→ What to do
How many lines in the records below contain the word "dining"? Case matters; reply with the number alone.
— BEGIN Exercise inputs —
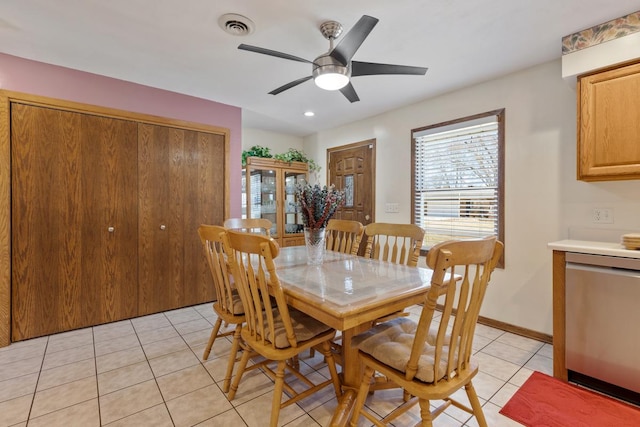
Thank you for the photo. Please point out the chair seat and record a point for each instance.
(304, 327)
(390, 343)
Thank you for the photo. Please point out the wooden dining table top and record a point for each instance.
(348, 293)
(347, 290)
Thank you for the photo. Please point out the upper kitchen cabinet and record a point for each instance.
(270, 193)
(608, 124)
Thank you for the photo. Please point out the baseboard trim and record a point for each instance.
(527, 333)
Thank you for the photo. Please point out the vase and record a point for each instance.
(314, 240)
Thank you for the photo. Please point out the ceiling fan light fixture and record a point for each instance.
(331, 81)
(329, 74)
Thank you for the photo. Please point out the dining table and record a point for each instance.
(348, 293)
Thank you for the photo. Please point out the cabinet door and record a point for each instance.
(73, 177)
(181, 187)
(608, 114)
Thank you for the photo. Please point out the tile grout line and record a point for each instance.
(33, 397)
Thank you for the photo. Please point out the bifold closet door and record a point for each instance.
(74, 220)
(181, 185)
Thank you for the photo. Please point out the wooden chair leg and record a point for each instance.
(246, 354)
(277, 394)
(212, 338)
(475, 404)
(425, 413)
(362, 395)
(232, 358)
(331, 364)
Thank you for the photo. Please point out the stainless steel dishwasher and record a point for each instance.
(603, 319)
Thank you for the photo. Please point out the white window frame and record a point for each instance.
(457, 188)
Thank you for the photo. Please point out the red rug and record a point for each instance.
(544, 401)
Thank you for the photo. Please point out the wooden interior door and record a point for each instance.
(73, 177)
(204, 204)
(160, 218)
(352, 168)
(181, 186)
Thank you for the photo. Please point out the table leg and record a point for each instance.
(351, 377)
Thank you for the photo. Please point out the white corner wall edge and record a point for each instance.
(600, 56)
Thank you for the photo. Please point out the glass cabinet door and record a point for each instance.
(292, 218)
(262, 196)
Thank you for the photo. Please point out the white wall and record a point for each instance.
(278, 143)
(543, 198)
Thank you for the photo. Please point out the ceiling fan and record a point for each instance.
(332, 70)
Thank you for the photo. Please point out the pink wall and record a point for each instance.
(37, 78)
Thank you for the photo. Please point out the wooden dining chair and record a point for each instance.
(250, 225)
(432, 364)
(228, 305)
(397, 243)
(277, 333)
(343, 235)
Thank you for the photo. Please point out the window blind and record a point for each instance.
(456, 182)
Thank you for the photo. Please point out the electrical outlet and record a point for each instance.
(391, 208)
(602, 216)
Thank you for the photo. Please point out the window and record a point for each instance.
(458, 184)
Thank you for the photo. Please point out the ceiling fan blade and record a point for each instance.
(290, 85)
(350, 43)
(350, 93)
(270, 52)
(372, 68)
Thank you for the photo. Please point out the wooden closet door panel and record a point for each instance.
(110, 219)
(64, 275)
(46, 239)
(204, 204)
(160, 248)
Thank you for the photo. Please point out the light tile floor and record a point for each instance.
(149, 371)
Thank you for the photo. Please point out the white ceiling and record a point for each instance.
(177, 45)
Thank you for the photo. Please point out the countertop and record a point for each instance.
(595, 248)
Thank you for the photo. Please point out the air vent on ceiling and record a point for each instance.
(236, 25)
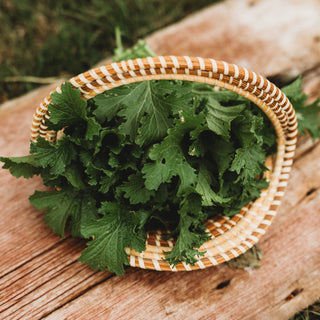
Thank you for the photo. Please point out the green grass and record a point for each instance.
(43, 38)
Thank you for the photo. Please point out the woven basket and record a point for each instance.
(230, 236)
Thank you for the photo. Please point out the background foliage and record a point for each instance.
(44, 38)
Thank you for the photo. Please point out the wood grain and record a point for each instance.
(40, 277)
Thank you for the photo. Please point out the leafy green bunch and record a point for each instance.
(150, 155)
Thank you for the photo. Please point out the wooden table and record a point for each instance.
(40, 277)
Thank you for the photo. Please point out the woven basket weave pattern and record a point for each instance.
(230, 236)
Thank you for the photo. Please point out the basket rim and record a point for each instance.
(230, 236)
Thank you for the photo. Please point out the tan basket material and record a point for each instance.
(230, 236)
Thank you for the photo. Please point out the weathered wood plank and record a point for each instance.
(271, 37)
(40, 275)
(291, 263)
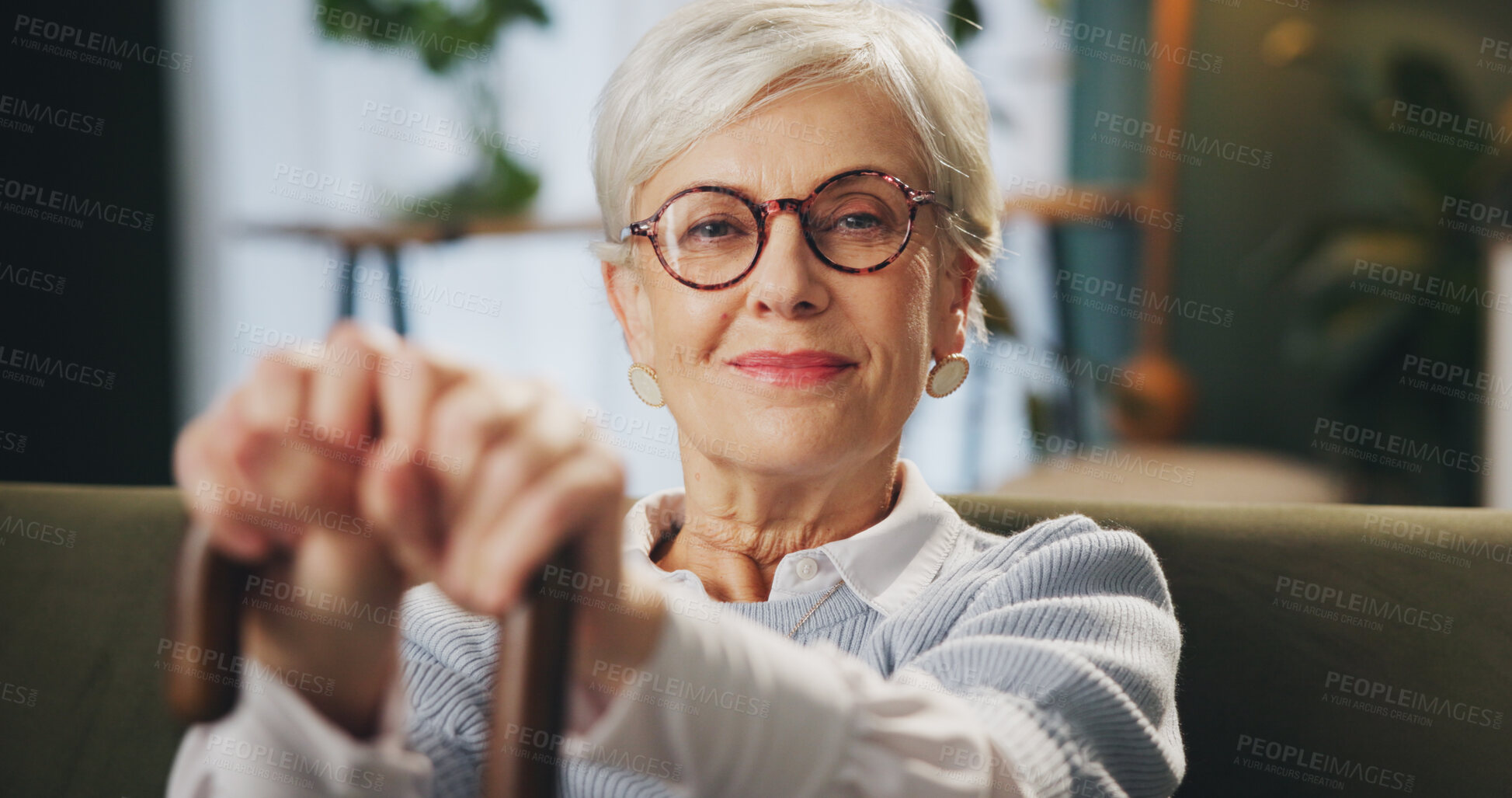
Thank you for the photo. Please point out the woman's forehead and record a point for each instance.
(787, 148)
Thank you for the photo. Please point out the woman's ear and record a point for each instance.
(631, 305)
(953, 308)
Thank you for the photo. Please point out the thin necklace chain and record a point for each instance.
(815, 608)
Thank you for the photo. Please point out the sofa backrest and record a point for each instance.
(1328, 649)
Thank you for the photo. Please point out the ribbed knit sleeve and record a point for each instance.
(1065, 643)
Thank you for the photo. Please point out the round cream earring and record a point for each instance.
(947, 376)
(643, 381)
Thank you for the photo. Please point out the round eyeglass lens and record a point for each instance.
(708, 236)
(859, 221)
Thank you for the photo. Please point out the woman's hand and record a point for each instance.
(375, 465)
— END Exercise inputs —
— BEGIN Exercise inputs —
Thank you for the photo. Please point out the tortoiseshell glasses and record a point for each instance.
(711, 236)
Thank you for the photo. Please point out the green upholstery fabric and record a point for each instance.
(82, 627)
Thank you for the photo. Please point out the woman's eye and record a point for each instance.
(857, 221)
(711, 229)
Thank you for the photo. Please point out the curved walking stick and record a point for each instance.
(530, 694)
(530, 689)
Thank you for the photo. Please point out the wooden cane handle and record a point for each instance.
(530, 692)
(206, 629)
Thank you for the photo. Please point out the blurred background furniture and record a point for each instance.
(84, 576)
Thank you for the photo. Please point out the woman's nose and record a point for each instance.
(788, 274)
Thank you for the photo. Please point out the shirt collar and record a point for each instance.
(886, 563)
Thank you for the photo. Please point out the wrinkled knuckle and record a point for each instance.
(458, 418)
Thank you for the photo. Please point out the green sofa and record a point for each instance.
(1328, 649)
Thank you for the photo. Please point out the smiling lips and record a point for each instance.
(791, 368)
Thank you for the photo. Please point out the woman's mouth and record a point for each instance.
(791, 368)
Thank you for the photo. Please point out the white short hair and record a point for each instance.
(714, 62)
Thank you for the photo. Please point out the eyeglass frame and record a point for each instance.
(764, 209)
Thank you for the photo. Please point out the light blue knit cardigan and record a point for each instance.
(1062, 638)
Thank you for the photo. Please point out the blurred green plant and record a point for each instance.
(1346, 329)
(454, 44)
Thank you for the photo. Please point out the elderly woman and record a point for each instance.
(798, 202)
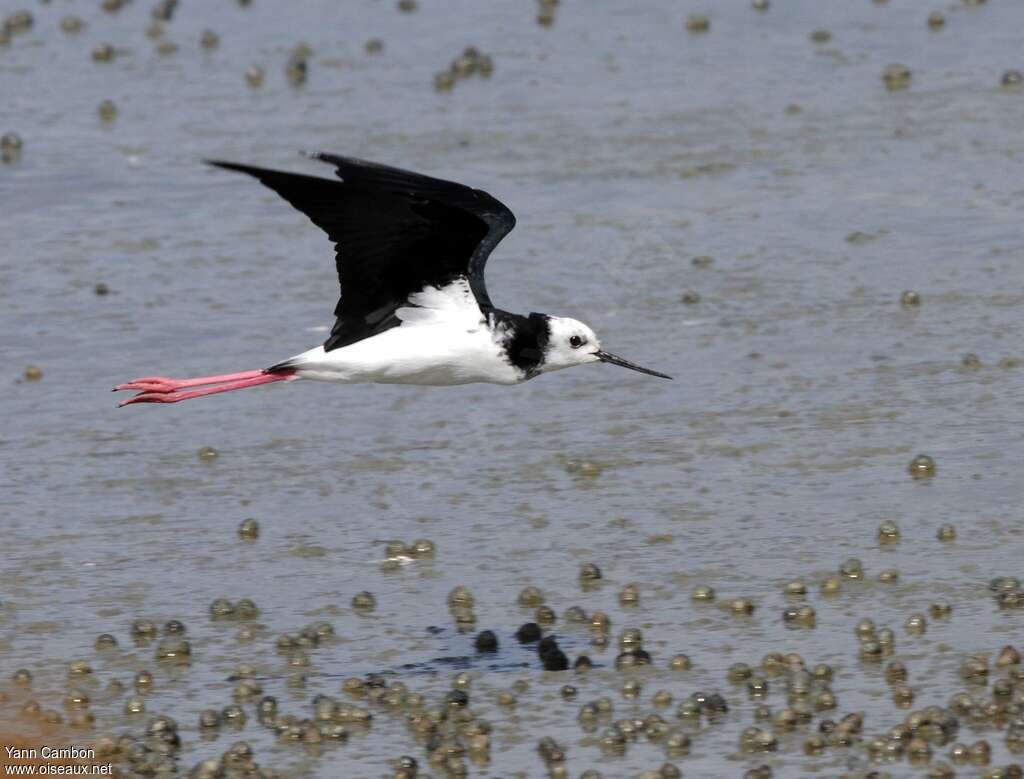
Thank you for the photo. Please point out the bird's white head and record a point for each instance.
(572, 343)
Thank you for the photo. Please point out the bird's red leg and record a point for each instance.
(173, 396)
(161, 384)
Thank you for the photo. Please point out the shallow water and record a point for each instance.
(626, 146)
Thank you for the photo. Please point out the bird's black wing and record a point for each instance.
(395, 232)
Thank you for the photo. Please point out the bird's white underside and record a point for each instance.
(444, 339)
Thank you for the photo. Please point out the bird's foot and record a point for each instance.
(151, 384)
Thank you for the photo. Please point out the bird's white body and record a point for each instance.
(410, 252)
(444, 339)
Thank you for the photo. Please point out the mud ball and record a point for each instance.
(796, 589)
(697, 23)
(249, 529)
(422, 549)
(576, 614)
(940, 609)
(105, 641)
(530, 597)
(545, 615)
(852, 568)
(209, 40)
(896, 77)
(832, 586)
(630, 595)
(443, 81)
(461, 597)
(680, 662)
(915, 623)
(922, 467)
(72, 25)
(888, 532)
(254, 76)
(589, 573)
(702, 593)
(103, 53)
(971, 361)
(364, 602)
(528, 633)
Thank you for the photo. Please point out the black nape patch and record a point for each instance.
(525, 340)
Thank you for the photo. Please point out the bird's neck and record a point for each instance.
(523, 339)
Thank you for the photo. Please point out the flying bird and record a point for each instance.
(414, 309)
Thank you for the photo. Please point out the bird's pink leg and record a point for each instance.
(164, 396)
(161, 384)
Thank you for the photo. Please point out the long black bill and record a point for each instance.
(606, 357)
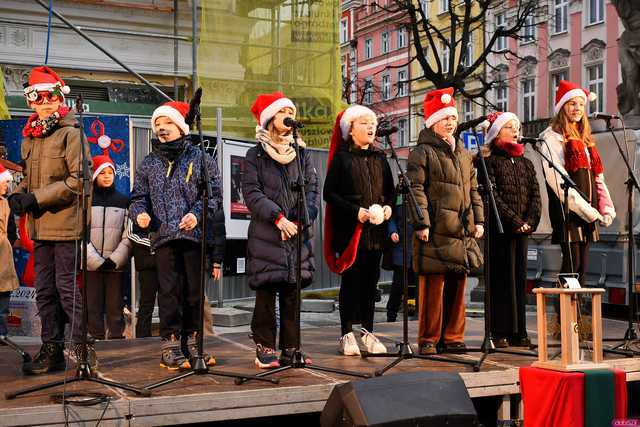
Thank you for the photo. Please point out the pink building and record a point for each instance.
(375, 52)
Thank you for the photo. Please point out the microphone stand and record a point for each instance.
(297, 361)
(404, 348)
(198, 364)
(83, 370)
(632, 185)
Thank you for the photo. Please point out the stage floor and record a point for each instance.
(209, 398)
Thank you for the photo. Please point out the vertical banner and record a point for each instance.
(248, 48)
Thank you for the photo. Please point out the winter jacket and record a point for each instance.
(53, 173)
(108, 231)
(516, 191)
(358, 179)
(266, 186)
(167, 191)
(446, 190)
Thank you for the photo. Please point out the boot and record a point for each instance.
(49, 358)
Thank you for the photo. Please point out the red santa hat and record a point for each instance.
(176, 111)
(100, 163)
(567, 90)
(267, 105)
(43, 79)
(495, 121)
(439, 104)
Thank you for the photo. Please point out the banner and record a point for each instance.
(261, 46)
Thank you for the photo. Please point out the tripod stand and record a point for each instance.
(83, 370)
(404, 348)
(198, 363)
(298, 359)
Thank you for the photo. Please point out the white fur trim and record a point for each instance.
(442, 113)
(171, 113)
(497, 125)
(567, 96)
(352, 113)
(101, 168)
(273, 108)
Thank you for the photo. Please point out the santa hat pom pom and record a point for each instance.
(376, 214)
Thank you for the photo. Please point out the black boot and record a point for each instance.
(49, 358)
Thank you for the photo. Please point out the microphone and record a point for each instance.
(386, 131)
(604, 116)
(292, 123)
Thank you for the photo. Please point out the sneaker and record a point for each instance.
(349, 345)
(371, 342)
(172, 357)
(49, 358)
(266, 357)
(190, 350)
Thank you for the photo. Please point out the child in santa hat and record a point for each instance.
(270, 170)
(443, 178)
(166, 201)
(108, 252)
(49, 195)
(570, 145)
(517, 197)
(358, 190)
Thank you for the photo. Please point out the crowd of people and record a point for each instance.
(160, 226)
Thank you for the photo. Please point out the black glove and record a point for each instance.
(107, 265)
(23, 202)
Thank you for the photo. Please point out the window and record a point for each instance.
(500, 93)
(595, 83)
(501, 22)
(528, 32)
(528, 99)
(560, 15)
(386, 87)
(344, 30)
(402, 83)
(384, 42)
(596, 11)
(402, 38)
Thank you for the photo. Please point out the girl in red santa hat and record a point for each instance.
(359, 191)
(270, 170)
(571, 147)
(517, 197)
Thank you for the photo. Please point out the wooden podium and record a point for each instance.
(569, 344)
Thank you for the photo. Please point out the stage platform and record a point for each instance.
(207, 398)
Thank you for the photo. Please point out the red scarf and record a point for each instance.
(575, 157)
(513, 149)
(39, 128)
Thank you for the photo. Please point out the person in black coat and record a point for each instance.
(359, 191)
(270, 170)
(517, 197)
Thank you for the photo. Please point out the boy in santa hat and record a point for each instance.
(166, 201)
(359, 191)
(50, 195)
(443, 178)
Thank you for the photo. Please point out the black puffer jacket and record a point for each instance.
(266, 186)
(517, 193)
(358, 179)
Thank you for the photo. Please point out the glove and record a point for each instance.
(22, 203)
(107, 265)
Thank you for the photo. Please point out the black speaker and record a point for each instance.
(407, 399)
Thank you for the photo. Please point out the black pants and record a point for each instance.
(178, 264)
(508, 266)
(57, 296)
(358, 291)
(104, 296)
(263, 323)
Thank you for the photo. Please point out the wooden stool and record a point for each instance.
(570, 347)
— END Exercise inputs —
— BEGIN Exercise inputs —
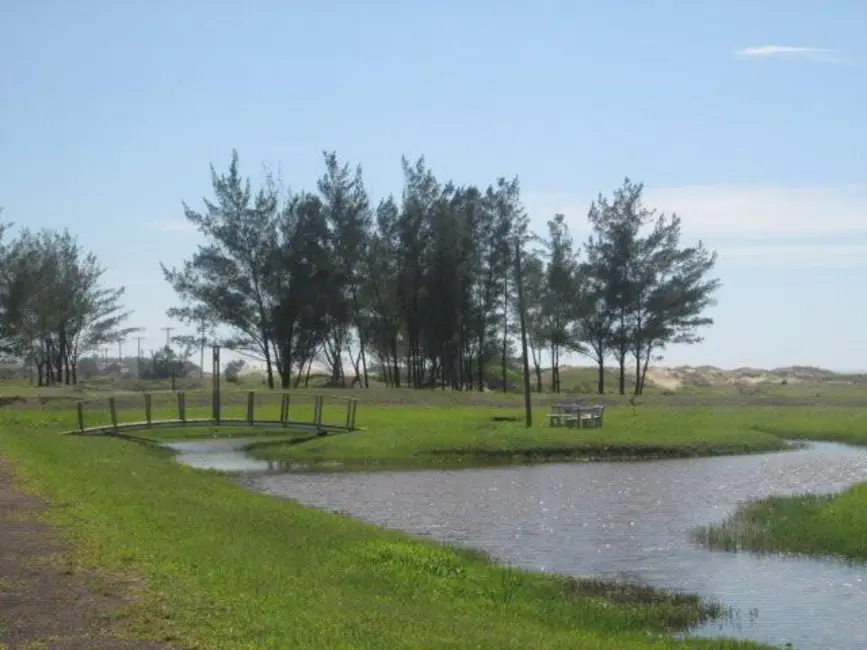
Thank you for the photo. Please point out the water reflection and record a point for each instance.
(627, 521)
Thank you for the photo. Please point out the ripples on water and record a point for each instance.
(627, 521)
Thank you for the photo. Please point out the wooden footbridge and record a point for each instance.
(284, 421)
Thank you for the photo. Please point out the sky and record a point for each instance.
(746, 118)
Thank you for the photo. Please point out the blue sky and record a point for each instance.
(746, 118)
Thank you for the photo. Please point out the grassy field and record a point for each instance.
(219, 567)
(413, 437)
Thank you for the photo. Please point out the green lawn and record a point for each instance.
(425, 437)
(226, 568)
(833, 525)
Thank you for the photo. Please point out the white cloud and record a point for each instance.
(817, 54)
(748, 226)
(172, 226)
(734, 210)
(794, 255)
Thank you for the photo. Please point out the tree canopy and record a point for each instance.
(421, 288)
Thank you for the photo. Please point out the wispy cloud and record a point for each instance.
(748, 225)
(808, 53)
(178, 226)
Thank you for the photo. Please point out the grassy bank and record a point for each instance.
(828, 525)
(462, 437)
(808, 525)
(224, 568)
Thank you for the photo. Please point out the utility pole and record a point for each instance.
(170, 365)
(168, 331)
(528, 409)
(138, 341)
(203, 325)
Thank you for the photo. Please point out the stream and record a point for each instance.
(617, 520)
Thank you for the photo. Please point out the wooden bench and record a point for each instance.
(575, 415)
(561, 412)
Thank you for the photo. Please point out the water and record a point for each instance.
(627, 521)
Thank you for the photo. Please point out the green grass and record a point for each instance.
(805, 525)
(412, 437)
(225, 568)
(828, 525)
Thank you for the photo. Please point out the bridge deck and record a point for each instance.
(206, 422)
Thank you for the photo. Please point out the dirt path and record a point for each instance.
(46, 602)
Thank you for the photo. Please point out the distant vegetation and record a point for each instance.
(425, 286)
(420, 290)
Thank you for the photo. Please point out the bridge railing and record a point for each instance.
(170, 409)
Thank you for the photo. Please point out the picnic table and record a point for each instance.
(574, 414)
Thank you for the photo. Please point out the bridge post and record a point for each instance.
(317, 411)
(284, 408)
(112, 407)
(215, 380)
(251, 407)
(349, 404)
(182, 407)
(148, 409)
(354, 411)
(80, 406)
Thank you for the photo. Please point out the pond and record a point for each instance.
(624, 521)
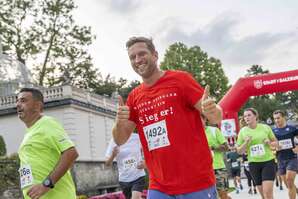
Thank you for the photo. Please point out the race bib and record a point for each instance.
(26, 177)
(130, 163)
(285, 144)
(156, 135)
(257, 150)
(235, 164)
— END Exercise inputs —
→ Problem solution
3